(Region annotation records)
"""

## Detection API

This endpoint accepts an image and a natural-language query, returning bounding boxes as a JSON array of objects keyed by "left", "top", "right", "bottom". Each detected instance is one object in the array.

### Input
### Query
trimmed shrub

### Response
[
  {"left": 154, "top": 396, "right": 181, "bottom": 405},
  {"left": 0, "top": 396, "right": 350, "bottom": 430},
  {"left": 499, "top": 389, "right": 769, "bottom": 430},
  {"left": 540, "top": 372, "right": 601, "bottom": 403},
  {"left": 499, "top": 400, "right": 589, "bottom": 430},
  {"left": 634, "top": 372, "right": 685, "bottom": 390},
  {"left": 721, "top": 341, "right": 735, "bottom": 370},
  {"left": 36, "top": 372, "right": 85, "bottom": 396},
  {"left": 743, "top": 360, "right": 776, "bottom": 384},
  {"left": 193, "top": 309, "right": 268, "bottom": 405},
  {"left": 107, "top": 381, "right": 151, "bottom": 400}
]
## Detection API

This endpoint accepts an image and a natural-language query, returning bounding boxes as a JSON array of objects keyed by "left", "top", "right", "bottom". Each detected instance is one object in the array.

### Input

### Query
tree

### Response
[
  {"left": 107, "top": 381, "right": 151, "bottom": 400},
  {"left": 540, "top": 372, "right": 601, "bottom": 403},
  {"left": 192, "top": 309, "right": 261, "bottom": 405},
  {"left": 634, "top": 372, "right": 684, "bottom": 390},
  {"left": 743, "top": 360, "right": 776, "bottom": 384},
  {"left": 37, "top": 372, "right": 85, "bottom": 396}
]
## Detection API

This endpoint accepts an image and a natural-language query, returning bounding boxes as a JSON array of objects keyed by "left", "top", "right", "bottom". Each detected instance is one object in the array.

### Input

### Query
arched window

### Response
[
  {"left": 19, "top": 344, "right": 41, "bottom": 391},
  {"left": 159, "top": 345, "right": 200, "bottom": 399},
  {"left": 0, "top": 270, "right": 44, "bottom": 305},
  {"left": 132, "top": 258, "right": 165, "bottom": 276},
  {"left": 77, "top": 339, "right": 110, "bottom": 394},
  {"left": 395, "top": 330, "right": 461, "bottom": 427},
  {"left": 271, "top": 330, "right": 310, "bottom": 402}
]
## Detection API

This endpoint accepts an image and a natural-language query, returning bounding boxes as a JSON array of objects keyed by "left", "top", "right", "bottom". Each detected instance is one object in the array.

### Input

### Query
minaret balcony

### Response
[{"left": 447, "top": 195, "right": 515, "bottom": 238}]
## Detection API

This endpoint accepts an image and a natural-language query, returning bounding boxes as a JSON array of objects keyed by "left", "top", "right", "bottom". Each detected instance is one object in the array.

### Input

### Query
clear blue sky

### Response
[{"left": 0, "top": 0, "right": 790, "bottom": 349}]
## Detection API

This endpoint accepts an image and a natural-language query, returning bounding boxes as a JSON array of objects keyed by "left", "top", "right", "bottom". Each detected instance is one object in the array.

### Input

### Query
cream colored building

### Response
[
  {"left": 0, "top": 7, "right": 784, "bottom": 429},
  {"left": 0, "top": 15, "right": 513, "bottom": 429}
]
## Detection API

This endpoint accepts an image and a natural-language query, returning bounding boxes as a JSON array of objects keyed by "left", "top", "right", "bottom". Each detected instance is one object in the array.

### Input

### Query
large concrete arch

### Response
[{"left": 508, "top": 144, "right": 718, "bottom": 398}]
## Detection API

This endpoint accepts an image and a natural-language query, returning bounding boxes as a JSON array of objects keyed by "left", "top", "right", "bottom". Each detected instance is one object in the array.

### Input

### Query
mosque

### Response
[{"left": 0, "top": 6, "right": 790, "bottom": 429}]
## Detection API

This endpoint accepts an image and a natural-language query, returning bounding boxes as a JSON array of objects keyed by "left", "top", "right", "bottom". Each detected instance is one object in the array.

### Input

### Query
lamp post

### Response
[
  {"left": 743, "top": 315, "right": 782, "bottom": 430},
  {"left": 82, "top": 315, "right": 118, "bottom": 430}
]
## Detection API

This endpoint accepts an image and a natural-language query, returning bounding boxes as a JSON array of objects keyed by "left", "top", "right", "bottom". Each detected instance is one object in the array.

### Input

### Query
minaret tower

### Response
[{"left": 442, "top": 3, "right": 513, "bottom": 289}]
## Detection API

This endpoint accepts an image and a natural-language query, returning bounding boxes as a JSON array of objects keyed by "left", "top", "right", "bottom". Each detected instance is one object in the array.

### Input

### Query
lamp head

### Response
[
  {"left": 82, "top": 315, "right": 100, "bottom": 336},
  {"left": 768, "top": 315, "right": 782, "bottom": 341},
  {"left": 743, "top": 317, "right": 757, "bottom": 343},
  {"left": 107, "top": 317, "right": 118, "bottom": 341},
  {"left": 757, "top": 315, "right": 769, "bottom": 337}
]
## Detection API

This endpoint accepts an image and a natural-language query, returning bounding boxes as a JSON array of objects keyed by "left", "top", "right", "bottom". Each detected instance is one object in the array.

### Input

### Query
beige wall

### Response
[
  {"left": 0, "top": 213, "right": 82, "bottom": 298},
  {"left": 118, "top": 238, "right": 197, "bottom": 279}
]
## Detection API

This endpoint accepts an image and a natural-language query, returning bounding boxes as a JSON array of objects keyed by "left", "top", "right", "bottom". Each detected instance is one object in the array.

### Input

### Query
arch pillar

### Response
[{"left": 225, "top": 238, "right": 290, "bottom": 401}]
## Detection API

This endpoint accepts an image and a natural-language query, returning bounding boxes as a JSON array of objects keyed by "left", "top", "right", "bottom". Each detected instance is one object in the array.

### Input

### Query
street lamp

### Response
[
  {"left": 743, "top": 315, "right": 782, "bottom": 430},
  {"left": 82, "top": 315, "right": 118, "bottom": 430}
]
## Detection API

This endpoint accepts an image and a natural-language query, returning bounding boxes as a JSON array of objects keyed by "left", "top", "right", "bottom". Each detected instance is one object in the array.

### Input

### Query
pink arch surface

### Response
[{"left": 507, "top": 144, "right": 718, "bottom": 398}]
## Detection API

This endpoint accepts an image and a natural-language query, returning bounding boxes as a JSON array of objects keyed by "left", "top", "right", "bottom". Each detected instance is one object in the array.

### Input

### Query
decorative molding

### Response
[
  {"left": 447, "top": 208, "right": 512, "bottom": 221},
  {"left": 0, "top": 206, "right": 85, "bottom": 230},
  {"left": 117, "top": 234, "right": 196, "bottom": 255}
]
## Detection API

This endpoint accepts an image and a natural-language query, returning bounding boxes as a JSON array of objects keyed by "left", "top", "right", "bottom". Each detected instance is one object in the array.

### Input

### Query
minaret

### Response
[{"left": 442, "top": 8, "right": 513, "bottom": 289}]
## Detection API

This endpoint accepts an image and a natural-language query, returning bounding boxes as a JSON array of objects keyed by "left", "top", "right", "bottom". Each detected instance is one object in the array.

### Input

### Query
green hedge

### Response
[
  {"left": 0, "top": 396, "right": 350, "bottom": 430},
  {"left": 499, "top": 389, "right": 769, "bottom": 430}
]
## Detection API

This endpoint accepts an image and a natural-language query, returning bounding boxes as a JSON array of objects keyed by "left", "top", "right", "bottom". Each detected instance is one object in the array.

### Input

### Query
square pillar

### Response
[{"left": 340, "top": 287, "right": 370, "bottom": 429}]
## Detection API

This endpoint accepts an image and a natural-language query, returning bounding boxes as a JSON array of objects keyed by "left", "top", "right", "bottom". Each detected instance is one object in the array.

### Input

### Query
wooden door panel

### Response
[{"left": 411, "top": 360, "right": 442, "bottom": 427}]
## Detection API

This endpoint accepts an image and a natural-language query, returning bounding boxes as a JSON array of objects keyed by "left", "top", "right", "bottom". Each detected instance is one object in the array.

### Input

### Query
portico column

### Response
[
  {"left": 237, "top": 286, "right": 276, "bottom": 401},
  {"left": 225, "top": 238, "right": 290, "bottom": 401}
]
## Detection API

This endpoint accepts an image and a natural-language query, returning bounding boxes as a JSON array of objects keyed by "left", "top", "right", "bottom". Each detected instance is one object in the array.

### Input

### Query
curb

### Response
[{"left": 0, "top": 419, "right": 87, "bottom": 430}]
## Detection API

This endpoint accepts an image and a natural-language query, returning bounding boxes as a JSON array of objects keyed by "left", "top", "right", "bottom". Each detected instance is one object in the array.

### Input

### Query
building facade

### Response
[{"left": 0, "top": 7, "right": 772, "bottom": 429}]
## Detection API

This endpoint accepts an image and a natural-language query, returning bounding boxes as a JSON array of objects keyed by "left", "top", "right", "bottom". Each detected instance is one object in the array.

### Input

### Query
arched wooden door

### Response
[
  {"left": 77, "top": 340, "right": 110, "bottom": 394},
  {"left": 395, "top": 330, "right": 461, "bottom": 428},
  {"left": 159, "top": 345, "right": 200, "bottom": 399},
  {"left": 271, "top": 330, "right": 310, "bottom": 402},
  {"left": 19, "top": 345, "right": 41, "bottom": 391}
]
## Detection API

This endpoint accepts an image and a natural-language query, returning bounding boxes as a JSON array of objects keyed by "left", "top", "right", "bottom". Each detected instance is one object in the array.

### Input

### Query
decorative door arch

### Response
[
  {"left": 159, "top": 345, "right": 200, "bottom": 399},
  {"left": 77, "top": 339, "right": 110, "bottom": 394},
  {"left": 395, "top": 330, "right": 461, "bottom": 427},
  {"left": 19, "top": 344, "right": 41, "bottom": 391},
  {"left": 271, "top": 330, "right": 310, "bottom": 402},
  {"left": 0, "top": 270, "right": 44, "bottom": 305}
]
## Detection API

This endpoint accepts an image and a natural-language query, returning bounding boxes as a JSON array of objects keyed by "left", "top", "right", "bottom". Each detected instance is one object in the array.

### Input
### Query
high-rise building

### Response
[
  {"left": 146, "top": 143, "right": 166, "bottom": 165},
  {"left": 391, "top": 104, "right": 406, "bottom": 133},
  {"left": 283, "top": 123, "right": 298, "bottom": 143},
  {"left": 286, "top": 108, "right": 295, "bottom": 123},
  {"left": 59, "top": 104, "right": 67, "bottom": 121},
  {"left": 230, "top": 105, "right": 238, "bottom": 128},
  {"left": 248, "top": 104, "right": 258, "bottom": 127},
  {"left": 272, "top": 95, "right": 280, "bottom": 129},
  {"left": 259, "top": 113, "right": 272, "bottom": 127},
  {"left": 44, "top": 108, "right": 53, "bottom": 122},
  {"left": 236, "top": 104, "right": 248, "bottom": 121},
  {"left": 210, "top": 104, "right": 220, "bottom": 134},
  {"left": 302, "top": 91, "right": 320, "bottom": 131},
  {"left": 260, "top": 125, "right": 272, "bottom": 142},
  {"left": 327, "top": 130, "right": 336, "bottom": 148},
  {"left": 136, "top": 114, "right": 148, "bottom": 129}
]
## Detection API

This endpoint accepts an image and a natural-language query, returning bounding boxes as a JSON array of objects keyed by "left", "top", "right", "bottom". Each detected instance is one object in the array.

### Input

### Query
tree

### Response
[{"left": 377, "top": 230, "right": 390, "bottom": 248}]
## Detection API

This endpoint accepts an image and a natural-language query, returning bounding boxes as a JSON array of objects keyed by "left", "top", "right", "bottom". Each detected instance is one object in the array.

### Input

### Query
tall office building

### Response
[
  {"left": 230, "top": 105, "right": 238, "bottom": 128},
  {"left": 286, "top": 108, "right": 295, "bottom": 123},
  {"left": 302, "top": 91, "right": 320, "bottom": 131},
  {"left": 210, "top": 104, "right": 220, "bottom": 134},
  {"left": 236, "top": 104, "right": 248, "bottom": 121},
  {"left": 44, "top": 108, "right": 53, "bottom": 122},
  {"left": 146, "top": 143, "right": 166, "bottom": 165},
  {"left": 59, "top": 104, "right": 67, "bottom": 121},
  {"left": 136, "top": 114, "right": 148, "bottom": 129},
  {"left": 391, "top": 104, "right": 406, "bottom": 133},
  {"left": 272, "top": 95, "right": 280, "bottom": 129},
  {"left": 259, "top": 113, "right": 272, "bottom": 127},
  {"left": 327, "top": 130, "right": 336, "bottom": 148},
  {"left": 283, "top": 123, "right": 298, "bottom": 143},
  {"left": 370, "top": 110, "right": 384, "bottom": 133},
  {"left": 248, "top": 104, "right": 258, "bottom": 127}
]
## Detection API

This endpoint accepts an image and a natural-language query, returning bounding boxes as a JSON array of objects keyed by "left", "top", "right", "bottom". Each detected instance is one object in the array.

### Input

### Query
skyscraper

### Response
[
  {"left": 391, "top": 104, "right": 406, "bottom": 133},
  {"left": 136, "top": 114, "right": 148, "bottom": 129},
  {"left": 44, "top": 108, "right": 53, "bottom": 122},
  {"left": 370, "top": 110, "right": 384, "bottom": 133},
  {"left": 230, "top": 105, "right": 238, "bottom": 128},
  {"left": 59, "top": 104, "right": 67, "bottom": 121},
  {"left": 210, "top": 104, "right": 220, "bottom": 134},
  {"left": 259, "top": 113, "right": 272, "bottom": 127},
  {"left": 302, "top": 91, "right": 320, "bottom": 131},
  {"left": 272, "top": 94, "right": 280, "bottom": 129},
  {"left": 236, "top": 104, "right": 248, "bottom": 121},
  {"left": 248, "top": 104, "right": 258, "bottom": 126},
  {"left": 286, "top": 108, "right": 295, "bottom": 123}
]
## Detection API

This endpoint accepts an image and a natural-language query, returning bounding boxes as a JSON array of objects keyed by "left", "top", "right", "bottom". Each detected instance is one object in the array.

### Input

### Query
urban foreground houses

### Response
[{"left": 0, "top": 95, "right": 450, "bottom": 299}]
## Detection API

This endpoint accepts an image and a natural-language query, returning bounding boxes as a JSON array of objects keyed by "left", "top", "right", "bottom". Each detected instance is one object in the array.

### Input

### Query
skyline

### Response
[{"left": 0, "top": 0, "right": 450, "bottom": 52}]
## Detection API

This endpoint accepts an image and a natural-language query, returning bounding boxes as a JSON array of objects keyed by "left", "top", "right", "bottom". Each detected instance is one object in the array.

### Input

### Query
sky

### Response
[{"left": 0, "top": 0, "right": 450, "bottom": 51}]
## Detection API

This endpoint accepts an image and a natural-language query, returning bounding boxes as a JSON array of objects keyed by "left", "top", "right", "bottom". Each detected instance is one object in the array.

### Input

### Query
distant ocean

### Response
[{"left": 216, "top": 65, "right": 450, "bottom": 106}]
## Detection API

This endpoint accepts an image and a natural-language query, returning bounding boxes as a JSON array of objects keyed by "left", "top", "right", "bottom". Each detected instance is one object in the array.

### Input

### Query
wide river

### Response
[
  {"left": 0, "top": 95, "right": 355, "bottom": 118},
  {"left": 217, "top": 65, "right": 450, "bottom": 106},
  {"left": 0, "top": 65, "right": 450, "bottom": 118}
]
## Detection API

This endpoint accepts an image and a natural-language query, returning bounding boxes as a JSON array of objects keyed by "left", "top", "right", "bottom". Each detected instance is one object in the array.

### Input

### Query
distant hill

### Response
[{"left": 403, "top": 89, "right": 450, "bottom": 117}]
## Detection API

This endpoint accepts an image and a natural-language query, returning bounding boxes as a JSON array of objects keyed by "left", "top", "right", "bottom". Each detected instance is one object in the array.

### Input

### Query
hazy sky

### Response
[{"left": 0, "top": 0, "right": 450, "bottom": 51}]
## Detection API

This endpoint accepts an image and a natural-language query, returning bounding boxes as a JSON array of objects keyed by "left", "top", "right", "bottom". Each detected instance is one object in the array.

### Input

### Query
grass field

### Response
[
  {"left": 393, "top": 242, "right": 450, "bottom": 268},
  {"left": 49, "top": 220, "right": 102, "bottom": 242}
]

"""

* [Aim of the task] Count the lines in the records above that contain the word "building" and give only the number.

* [Output of the task] 4